— Problem to solve —
Using the material below, count the lines that contain the word "Provide" and report the number only.

-=-=-=-=-

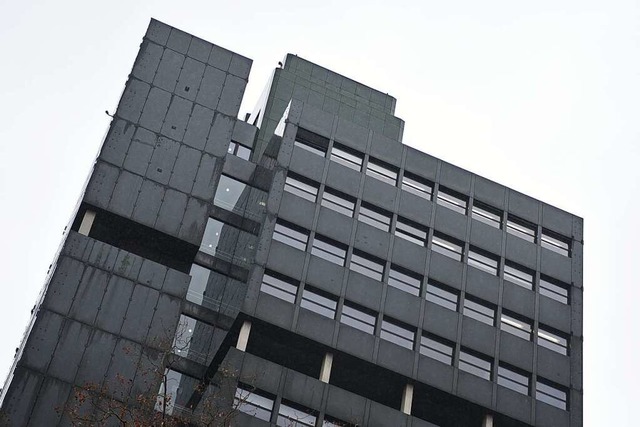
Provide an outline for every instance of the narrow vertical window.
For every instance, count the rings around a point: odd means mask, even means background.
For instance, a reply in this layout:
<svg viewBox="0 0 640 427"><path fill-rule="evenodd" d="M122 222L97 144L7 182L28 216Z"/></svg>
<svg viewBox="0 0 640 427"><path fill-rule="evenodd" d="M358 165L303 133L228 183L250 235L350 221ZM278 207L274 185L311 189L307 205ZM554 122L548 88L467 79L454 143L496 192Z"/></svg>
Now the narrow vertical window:
<svg viewBox="0 0 640 427"><path fill-rule="evenodd" d="M239 142L231 141L229 148L227 149L227 153L240 157L244 160L249 160L249 157L251 157L251 148L244 146Z"/></svg>
<svg viewBox="0 0 640 427"><path fill-rule="evenodd" d="M525 289L533 289L534 272L511 261L504 263L504 280L522 286Z"/></svg>
<svg viewBox="0 0 640 427"><path fill-rule="evenodd" d="M569 354L569 337L547 326L538 327L538 345L565 356Z"/></svg>
<svg viewBox="0 0 640 427"><path fill-rule="evenodd" d="M352 150L340 144L333 144L331 149L331 160L360 172L362 170L362 153Z"/></svg>
<svg viewBox="0 0 640 427"><path fill-rule="evenodd" d="M454 344L435 335L420 337L420 354L435 359L445 365L453 361Z"/></svg>
<svg viewBox="0 0 640 427"><path fill-rule="evenodd" d="M398 168L377 159L369 158L366 174L393 186L398 183Z"/></svg>
<svg viewBox="0 0 640 427"><path fill-rule="evenodd" d="M279 427L315 427L316 419L315 411L292 402L282 401L278 408L276 425Z"/></svg>
<svg viewBox="0 0 640 427"><path fill-rule="evenodd" d="M356 199L339 191L325 187L320 204L332 211L336 211L342 215L348 216L349 218L353 218Z"/></svg>
<svg viewBox="0 0 640 427"><path fill-rule="evenodd" d="M416 245L427 246L429 229L417 222L399 216L396 221L396 231L394 234Z"/></svg>
<svg viewBox="0 0 640 427"><path fill-rule="evenodd" d="M354 250L351 255L349 269L371 277L374 280L382 280L384 261L365 252Z"/></svg>
<svg viewBox="0 0 640 427"><path fill-rule="evenodd" d="M498 275L498 257L485 252L482 249L474 247L469 248L469 256L467 257L467 264L477 269L486 271L494 276Z"/></svg>
<svg viewBox="0 0 640 427"><path fill-rule="evenodd" d="M500 329L524 340L531 341L533 322L506 310L500 316Z"/></svg>
<svg viewBox="0 0 640 427"><path fill-rule="evenodd" d="M304 228L278 219L273 232L273 240L277 240L285 245L304 251L307 249L309 232Z"/></svg>
<svg viewBox="0 0 640 427"><path fill-rule="evenodd" d="M333 295L305 286L300 306L329 319L335 319L338 301Z"/></svg>
<svg viewBox="0 0 640 427"><path fill-rule="evenodd" d="M298 282L282 274L265 271L262 276L260 292L293 304L296 300L296 293L298 292Z"/></svg>
<svg viewBox="0 0 640 427"><path fill-rule="evenodd" d="M405 171L402 177L402 189L423 199L431 200L433 184L424 178Z"/></svg>
<svg viewBox="0 0 640 427"><path fill-rule="evenodd" d="M507 217L507 233L524 239L527 242L536 242L536 229L537 227L534 224L511 214Z"/></svg>
<svg viewBox="0 0 640 427"><path fill-rule="evenodd" d="M422 276L400 266L392 265L389 269L387 283L396 289L418 296L420 295Z"/></svg>
<svg viewBox="0 0 640 427"><path fill-rule="evenodd" d="M358 212L358 221L388 232L391 226L391 212L362 202Z"/></svg>
<svg viewBox="0 0 640 427"><path fill-rule="evenodd" d="M436 200L436 203L438 203L440 206L444 206L453 211L461 213L462 215L467 214L467 197L453 190L440 187L438 189L438 198Z"/></svg>
<svg viewBox="0 0 640 427"><path fill-rule="evenodd" d="M204 300L207 298L205 295L210 274L211 270L208 268L204 268L198 264L191 265L191 271L189 271L191 279L189 280L189 289L187 290L187 301L203 305Z"/></svg>
<svg viewBox="0 0 640 427"><path fill-rule="evenodd" d="M398 344L409 350L413 350L413 342L416 339L416 331L409 325L405 325L395 319L385 316L380 327L380 338Z"/></svg>
<svg viewBox="0 0 640 427"><path fill-rule="evenodd" d="M376 317L376 312L345 301L342 306L340 323L360 329L368 334L373 334L376 328Z"/></svg>
<svg viewBox="0 0 640 427"><path fill-rule="evenodd" d="M242 413L268 422L273 411L273 398L259 390L238 384L233 398L233 407Z"/></svg>
<svg viewBox="0 0 640 427"><path fill-rule="evenodd" d="M293 145L320 157L325 157L329 147L329 140L306 129L298 128Z"/></svg>
<svg viewBox="0 0 640 427"><path fill-rule="evenodd" d="M347 246L327 237L316 234L311 246L311 254L339 266L344 266Z"/></svg>
<svg viewBox="0 0 640 427"><path fill-rule="evenodd" d="M427 283L426 299L434 304L438 304L440 307L452 311L458 310L458 293L448 286L429 281L429 283Z"/></svg>
<svg viewBox="0 0 640 427"><path fill-rule="evenodd" d="M498 385L528 396L529 382L529 373L503 363L498 365Z"/></svg>
<svg viewBox="0 0 640 427"><path fill-rule="evenodd" d="M284 191L314 203L318 198L318 184L316 182L292 173L287 175Z"/></svg>
<svg viewBox="0 0 640 427"><path fill-rule="evenodd" d="M569 392L566 388L538 377L538 381L536 381L536 400L566 411L568 395Z"/></svg>
<svg viewBox="0 0 640 427"><path fill-rule="evenodd" d="M431 250L456 261L462 261L463 243L440 233L433 233Z"/></svg>
<svg viewBox="0 0 640 427"><path fill-rule="evenodd" d="M552 250L560 255L566 257L571 256L571 239L554 233L553 231L543 229L540 244L543 248Z"/></svg>
<svg viewBox="0 0 640 427"><path fill-rule="evenodd" d="M473 208L471 208L471 218L490 225L493 228L500 228L502 225L502 212L475 200L473 202Z"/></svg>
<svg viewBox="0 0 640 427"><path fill-rule="evenodd" d="M460 350L458 368L485 380L491 381L492 362L486 356L481 356L470 350Z"/></svg>
<svg viewBox="0 0 640 427"><path fill-rule="evenodd" d="M569 304L570 286L547 276L540 276L540 295Z"/></svg>
<svg viewBox="0 0 640 427"><path fill-rule="evenodd" d="M476 302L468 296L464 300L462 314L489 326L494 326L496 318L495 309L489 307L485 303L481 303L479 301Z"/></svg>

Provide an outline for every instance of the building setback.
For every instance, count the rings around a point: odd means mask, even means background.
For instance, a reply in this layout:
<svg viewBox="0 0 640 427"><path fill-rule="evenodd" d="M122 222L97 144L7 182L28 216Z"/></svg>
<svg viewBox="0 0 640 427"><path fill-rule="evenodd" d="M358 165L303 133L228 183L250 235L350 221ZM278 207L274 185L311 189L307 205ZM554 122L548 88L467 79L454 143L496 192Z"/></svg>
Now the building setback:
<svg viewBox="0 0 640 427"><path fill-rule="evenodd" d="M250 68L151 20L0 419L69 425L91 388L237 426L581 426L582 219L295 55L238 119Z"/></svg>

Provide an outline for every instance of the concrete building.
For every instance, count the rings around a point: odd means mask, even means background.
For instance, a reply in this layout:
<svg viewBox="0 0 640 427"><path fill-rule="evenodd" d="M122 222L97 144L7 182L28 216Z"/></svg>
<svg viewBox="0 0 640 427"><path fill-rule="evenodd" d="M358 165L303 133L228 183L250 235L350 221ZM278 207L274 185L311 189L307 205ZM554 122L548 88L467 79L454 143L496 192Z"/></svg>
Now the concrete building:
<svg viewBox="0 0 640 427"><path fill-rule="evenodd" d="M250 68L151 21L5 422L68 425L87 384L188 415L231 383L238 426L581 426L582 219L403 145L394 98L294 55L239 119Z"/></svg>

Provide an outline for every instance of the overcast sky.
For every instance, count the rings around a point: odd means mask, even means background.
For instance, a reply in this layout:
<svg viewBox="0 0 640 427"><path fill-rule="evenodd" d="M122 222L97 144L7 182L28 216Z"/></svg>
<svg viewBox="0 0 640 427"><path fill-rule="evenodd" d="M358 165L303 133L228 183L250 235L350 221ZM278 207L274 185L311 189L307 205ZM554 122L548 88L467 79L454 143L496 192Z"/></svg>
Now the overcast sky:
<svg viewBox="0 0 640 427"><path fill-rule="evenodd" d="M638 0L147 3L0 1L0 383L154 17L254 60L241 114L295 53L393 95L406 144L584 217L585 425L638 425Z"/></svg>

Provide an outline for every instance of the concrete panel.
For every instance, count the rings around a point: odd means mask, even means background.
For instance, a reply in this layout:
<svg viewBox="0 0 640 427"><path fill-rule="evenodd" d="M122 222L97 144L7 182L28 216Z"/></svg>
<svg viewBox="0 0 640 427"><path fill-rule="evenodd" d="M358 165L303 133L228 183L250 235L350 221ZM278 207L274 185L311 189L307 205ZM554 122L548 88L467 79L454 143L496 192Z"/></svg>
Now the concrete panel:
<svg viewBox="0 0 640 427"><path fill-rule="evenodd" d="M570 368L568 356L538 345L538 375L568 388L571 386Z"/></svg>
<svg viewBox="0 0 640 427"><path fill-rule="evenodd" d="M533 342L500 332L499 359L527 372L533 372Z"/></svg>
<svg viewBox="0 0 640 427"><path fill-rule="evenodd" d="M313 179L314 181L322 181L324 165L326 160L317 154L310 153L299 147L294 147L291 155L291 163L289 169L300 175Z"/></svg>
<svg viewBox="0 0 640 427"><path fill-rule="evenodd" d="M44 307L66 316L84 272L84 264L62 256L49 282Z"/></svg>
<svg viewBox="0 0 640 427"><path fill-rule="evenodd" d="M218 101L218 111L232 117L237 117L246 85L247 82L245 80L227 74L222 93L220 94L220 100Z"/></svg>
<svg viewBox="0 0 640 427"><path fill-rule="evenodd" d="M467 235L466 215L459 214L444 206L436 205L436 220L434 228L449 236L464 241Z"/></svg>
<svg viewBox="0 0 640 427"><path fill-rule="evenodd" d="M85 260L101 270L113 270L117 258L118 248L94 240L89 256L86 257Z"/></svg>
<svg viewBox="0 0 640 427"><path fill-rule="evenodd" d="M127 152L123 167L128 171L144 176L147 173L154 147L155 144L149 145L134 139Z"/></svg>
<svg viewBox="0 0 640 427"><path fill-rule="evenodd" d="M542 227L566 237L573 237L573 215L555 206L542 205Z"/></svg>
<svg viewBox="0 0 640 427"><path fill-rule="evenodd" d="M548 249L540 250L540 272L565 283L573 283L571 277L571 258L567 258Z"/></svg>
<svg viewBox="0 0 640 427"><path fill-rule="evenodd" d="M84 193L84 200L92 205L106 208L113 188L116 186L118 174L118 168L98 161L87 185L87 191Z"/></svg>
<svg viewBox="0 0 640 427"><path fill-rule="evenodd" d="M492 254L500 255L502 253L502 233L502 230L472 220L469 243Z"/></svg>
<svg viewBox="0 0 640 427"><path fill-rule="evenodd" d="M178 157L180 144L168 138L159 138L151 163L147 170L147 177L159 182L160 184L168 184L171 178L173 165Z"/></svg>
<svg viewBox="0 0 640 427"><path fill-rule="evenodd" d="M312 256L309 260L306 282L333 295L342 293L342 278L345 269L322 258Z"/></svg>
<svg viewBox="0 0 640 427"><path fill-rule="evenodd" d="M439 160L412 147L406 147L405 169L431 182L436 180Z"/></svg>
<svg viewBox="0 0 640 427"><path fill-rule="evenodd" d="M335 322L309 310L300 309L296 332L313 341L331 346Z"/></svg>
<svg viewBox="0 0 640 427"><path fill-rule="evenodd" d="M247 122L243 122L242 120L238 120L233 127L232 139L241 143L242 145L246 145L247 147L253 147L253 143L256 139L257 133L257 127L250 125Z"/></svg>
<svg viewBox="0 0 640 427"><path fill-rule="evenodd" d="M167 271L167 276L164 279L164 283L162 284L162 292L183 298L187 293L190 281L191 276L188 274L169 269Z"/></svg>
<svg viewBox="0 0 640 427"><path fill-rule="evenodd" d="M62 381L73 382L90 334L91 328L67 320L47 373Z"/></svg>
<svg viewBox="0 0 640 427"><path fill-rule="evenodd" d="M327 175L327 185L343 193L357 197L360 189L359 172L339 165L336 162L329 163L329 173Z"/></svg>
<svg viewBox="0 0 640 427"><path fill-rule="evenodd" d="M227 71L231 64L231 58L233 52L224 49L220 46L213 45L211 47L211 54L209 55L208 64L212 65L220 70Z"/></svg>
<svg viewBox="0 0 640 427"><path fill-rule="evenodd" d="M173 96L169 111L162 124L162 134L176 141L182 141L193 103L179 96Z"/></svg>
<svg viewBox="0 0 640 427"><path fill-rule="evenodd" d="M207 62L209 55L211 54L211 43L206 40L193 37L191 44L189 45L189 51L187 55L191 58L195 58L201 62Z"/></svg>
<svg viewBox="0 0 640 427"><path fill-rule="evenodd" d="M64 319L50 311L38 312L35 324L24 346L21 363L40 372L45 372L58 344Z"/></svg>
<svg viewBox="0 0 640 427"><path fill-rule="evenodd" d="M164 187L145 179L140 187L136 206L131 218L149 227L153 227L158 217L158 211L164 198Z"/></svg>
<svg viewBox="0 0 640 427"><path fill-rule="evenodd" d="M144 82L152 83L158 70L162 54L162 46L144 40L131 74Z"/></svg>
<svg viewBox="0 0 640 427"><path fill-rule="evenodd" d="M536 426L564 427L569 425L570 412L548 405L539 400L536 402ZM580 424L576 424L580 425Z"/></svg>
<svg viewBox="0 0 640 427"><path fill-rule="evenodd" d="M524 239L507 234L506 258L518 264L536 269L536 245Z"/></svg>
<svg viewBox="0 0 640 427"><path fill-rule="evenodd" d="M453 367L430 357L420 356L418 361L418 381L451 393Z"/></svg>
<svg viewBox="0 0 640 427"><path fill-rule="evenodd" d="M400 168L402 162L402 146L397 140L387 138L380 132L371 136L371 156Z"/></svg>
<svg viewBox="0 0 640 427"><path fill-rule="evenodd" d="M118 252L113 272L120 276L124 276L127 279L135 280L140 273L142 261L142 257L121 250Z"/></svg>
<svg viewBox="0 0 640 427"><path fill-rule="evenodd" d="M421 299L392 286L387 286L384 312L394 319L418 327Z"/></svg>
<svg viewBox="0 0 640 427"><path fill-rule="evenodd" d="M346 299L378 311L382 297L382 283L355 271L349 271Z"/></svg>
<svg viewBox="0 0 640 427"><path fill-rule="evenodd" d="M178 237L194 245L199 245L209 218L208 211L209 205L207 203L189 198Z"/></svg>
<svg viewBox="0 0 640 427"><path fill-rule="evenodd" d="M128 394L131 385L129 381L120 382L118 377L133 380L140 361L142 347L132 341L119 339L111 357L109 371L105 378L104 387L113 394Z"/></svg>
<svg viewBox="0 0 640 427"><path fill-rule="evenodd" d="M460 289L462 284L462 268L462 262L453 260L437 252L431 252L431 261L429 262L430 278Z"/></svg>
<svg viewBox="0 0 640 427"><path fill-rule="evenodd" d="M442 162L440 184L459 193L468 195L471 190L471 173L451 163Z"/></svg>
<svg viewBox="0 0 640 427"><path fill-rule="evenodd" d="M394 237L391 260L394 264L422 274L427 262L427 249L401 237Z"/></svg>
<svg viewBox="0 0 640 427"><path fill-rule="evenodd" d="M496 328L462 317L462 345L493 358L496 342Z"/></svg>
<svg viewBox="0 0 640 427"><path fill-rule="evenodd" d="M336 348L366 361L371 361L374 341L373 335L341 324Z"/></svg>
<svg viewBox="0 0 640 427"><path fill-rule="evenodd" d="M206 153L203 154L191 194L203 200L211 200L215 194L217 177L216 158Z"/></svg>
<svg viewBox="0 0 640 427"><path fill-rule="evenodd" d="M229 64L229 73L243 80L247 80L249 78L249 72L251 71L252 62L249 58L234 53L231 57L231 63Z"/></svg>
<svg viewBox="0 0 640 427"><path fill-rule="evenodd" d="M113 334L119 334L132 293L132 281L111 276L96 319L96 326Z"/></svg>
<svg viewBox="0 0 640 427"><path fill-rule="evenodd" d="M229 142L231 141L234 123L235 119L233 117L216 114L204 150L218 157L226 155Z"/></svg>
<svg viewBox="0 0 640 427"><path fill-rule="evenodd" d="M169 40L167 40L167 47L186 54L189 50L191 38L191 34L187 34L177 28L171 28L171 34L169 34Z"/></svg>
<svg viewBox="0 0 640 427"><path fill-rule="evenodd" d="M400 191L398 188L390 184L367 176L365 177L362 200L393 212L398 191Z"/></svg>
<svg viewBox="0 0 640 427"><path fill-rule="evenodd" d="M146 286L136 285L120 333L136 342L144 342L160 294Z"/></svg>
<svg viewBox="0 0 640 427"><path fill-rule="evenodd" d="M300 279L302 277L304 258L304 252L272 240L271 249L269 250L269 258L267 260L267 267L289 277L293 277L294 279Z"/></svg>
<svg viewBox="0 0 640 427"><path fill-rule="evenodd" d="M116 166L122 166L135 130L135 126L124 120L112 122L109 134L102 145L100 158Z"/></svg>
<svg viewBox="0 0 640 427"><path fill-rule="evenodd" d="M278 217L293 222L307 230L312 228L316 212L315 203L284 192L278 209Z"/></svg>
<svg viewBox="0 0 640 427"><path fill-rule="evenodd" d="M116 116L136 123L140 119L150 89L148 83L135 79L129 80L120 98Z"/></svg>
<svg viewBox="0 0 640 427"><path fill-rule="evenodd" d="M167 268L162 264L145 259L138 275L138 282L159 290L167 275Z"/></svg>
<svg viewBox="0 0 640 427"><path fill-rule="evenodd" d="M2 401L8 427L24 427L29 419L43 377L33 371L17 367L11 387Z"/></svg>
<svg viewBox="0 0 640 427"><path fill-rule="evenodd" d="M405 377L412 377L414 352L380 339L377 364Z"/></svg>
<svg viewBox="0 0 640 427"><path fill-rule="evenodd" d="M269 294L260 293L255 316L275 326L290 330L293 322L293 310L293 304Z"/></svg>
<svg viewBox="0 0 640 427"><path fill-rule="evenodd" d="M111 363L111 355L116 347L117 339L115 335L94 329L87 343L78 375L75 383L79 386L91 384L95 386L102 385L109 363Z"/></svg>
<svg viewBox="0 0 640 427"><path fill-rule="evenodd" d="M490 407L493 384L475 375L459 371L458 396L482 406Z"/></svg>
<svg viewBox="0 0 640 427"><path fill-rule="evenodd" d="M485 301L498 304L500 279L474 267L467 268L466 291Z"/></svg>
<svg viewBox="0 0 640 427"><path fill-rule="evenodd" d="M380 259L387 258L389 253L389 233L363 222L357 222L356 224L356 236L353 246ZM348 234L342 235L343 240L348 237Z"/></svg>
<svg viewBox="0 0 640 427"><path fill-rule="evenodd" d="M154 132L160 132L162 122L167 114L171 94L157 87L151 88L149 97L142 109L140 124Z"/></svg>
<svg viewBox="0 0 640 427"><path fill-rule="evenodd" d="M63 415L60 408L64 407L70 392L69 384L54 378L45 378L27 425L33 427L57 425ZM26 418L22 421L26 421Z"/></svg>
<svg viewBox="0 0 640 427"><path fill-rule="evenodd" d="M504 308L533 319L534 302L535 293L533 291L509 281L504 281L504 290L502 292L502 305Z"/></svg>
<svg viewBox="0 0 640 427"><path fill-rule="evenodd" d="M115 214L129 218L138 199L138 192L142 187L142 177L127 171L122 171L113 189L109 202L109 210Z"/></svg>
<svg viewBox="0 0 640 427"><path fill-rule="evenodd" d="M213 114L213 110L209 108L198 104L194 105L183 142L190 147L204 150L213 122Z"/></svg>
<svg viewBox="0 0 640 427"><path fill-rule="evenodd" d="M200 151L181 146L173 165L169 185L183 193L190 193L200 165L200 157Z"/></svg>
<svg viewBox="0 0 640 427"><path fill-rule="evenodd" d="M147 335L147 345L159 349L171 348L180 318L180 302L178 298L160 294Z"/></svg>
<svg viewBox="0 0 640 427"><path fill-rule="evenodd" d="M333 123L333 119L329 121L329 124ZM329 129L328 134L331 133ZM367 144L369 140L369 129L359 126L349 120L338 119L338 127L335 134L336 142L346 145L364 153L367 151Z"/></svg>
<svg viewBox="0 0 640 427"><path fill-rule="evenodd" d="M175 236L178 234L182 217L187 208L187 195L168 189L165 193L162 207L158 213L156 228L165 233Z"/></svg>
<svg viewBox="0 0 640 427"><path fill-rule="evenodd" d="M571 333L571 307L540 296L540 323Z"/></svg>
<svg viewBox="0 0 640 427"><path fill-rule="evenodd" d="M475 177L474 198L498 209L504 209L505 187L481 176Z"/></svg>
<svg viewBox="0 0 640 427"><path fill-rule="evenodd" d="M364 425L363 417L367 400L338 387L329 386L327 414L348 420L354 425Z"/></svg>
<svg viewBox="0 0 640 427"><path fill-rule="evenodd" d="M218 107L218 100L222 94L226 77L227 74L224 71L207 66L204 70L202 83L200 83L196 102L215 110Z"/></svg>
<svg viewBox="0 0 640 427"><path fill-rule="evenodd" d="M69 315L76 320L93 325L107 290L109 274L93 267L87 267L73 299Z"/></svg>
<svg viewBox="0 0 640 427"><path fill-rule="evenodd" d="M525 423L531 421L531 397L498 386L497 409L499 412Z"/></svg>
<svg viewBox="0 0 640 427"><path fill-rule="evenodd" d="M456 311L427 302L422 328L451 341L458 339L458 319Z"/></svg>
<svg viewBox="0 0 640 427"><path fill-rule="evenodd" d="M403 427L407 425L408 416L397 409L389 408L378 402L371 402L369 407L369 427Z"/></svg>
<svg viewBox="0 0 640 427"><path fill-rule="evenodd" d="M321 207L316 230L322 235L348 244L354 223L355 221L346 215Z"/></svg>
<svg viewBox="0 0 640 427"><path fill-rule="evenodd" d="M153 79L153 85L168 92L173 92L176 88L184 59L184 55L171 49L165 49L160 59L158 71Z"/></svg>
<svg viewBox="0 0 640 427"><path fill-rule="evenodd" d="M509 212L520 218L538 223L538 207L540 202L525 194L509 190Z"/></svg>
<svg viewBox="0 0 640 427"><path fill-rule="evenodd" d="M400 192L399 216L428 226L431 221L432 211L433 204L430 201L406 191Z"/></svg>
<svg viewBox="0 0 640 427"><path fill-rule="evenodd" d="M160 22L156 19L151 18L151 22L149 23L149 27L147 28L145 37L161 45L166 45L167 40L169 40L170 33L170 26L168 26L164 22Z"/></svg>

-=-=-=-=-

— Answer to this task —
5